[EXERCISE DESCRIPTION] Decide whether each statement below agrees with the abstract on lipodystrophy in the Swiss HIV Cohort Study, answering yes or no and quoting the deciding words from it. (a) SHCS patients are followed twice a year. (b) The percentage of patients taking efavirenz rose from 2003 to 2006. (c) LD was given as the reason for treatment change or discontinuation for 4% of patients treated in 2006.

[PAGE EXCERPT]
════

BACKGROUND AND OBJECTIVES: Combination antiretroviral therapy (cART) is changing, and this may affect the type and occurrence of side effects. We examined the frequency of lipodystrophy (LD) and weight changes in relation to the use of specific drugs in the Swiss HIV Cohort Study (SHCS). METHODS: In the SHCS, patients are followed twice a year and scored by the treating physician as having 'fat accumulation', 'fat loss', or neither. Treatments, and reasons for change thereof, are recorded. Our study sample included all patients treated with cART between 2003 and 2006 and, in addition, all patients who started cART between 2000 and 2003. RESULTS: From 2003 to 2006, the percentage of patients taking stavudine, didanosine and nelfinavir decreased, the percentage taking lopinavir, nevirapine and efavirenz remained stable, and the percentage taking atazanavir and tenofovir increased by 18.7 and 22.2%, respectively. In life-table Kaplan-Meier analysis, patients starting cART in 2003-2006 were less likely to develop LD than those starting cART from 2000 to 2002 (P<0.02). LD was quoted as the reason for treatment change or discontinuation for 4% of patients on cART in 2003, and for 1% of patients treated in 2006 (P for trend <0.001). In univariate and multivariate regression analysis, patients with a weight gain of >or=5 kg were more likely to take lopinavir or atazanavir than patients without such a weight gain [odds ratio (OR) 2, 95% confidence interval (CI) 1.3-2.9, and OR 1.7, 95% CI 1.3-2.1, respectively]. CONCLUSIONS: LD has become less frequent in the SHCS from 2000 to 2006. A weight gain of more than 5 kg was associated with the use of atazanavir and lopinavir.

════

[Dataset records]
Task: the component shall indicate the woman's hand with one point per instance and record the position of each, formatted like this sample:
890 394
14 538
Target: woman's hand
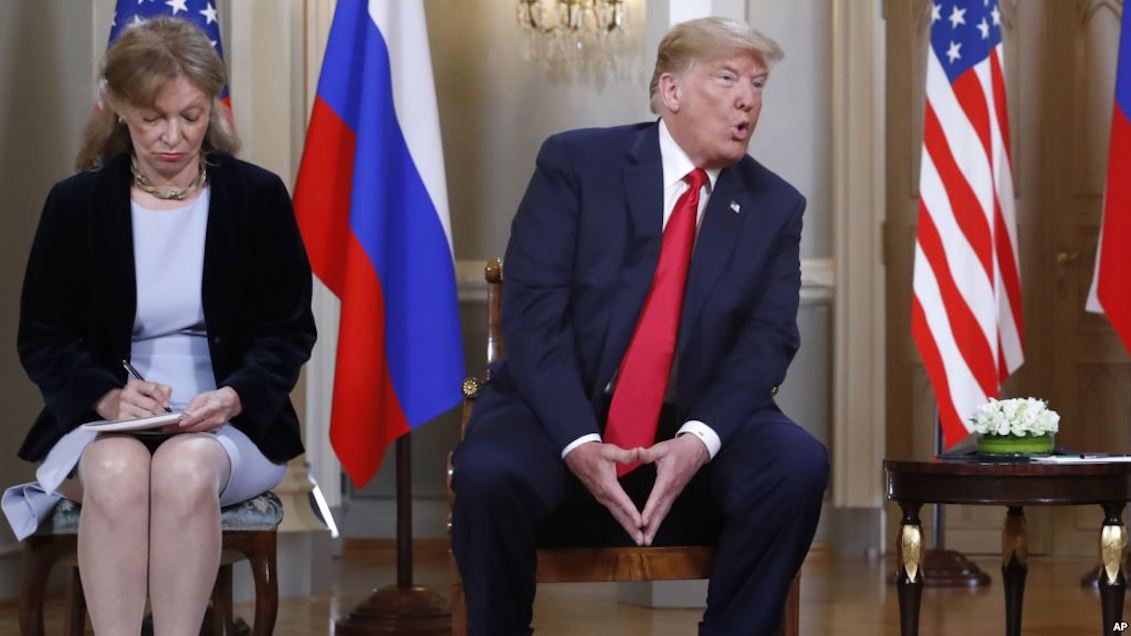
137 400
208 411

════

[FINISHED EXERCISE]
(a) Yes: "patients are followed twice a year"
(b) No: "the percentage taking lopinavir, nevirapine and efavirenz remained stable"
(c) No: "and for 1% of patients treated in 2006"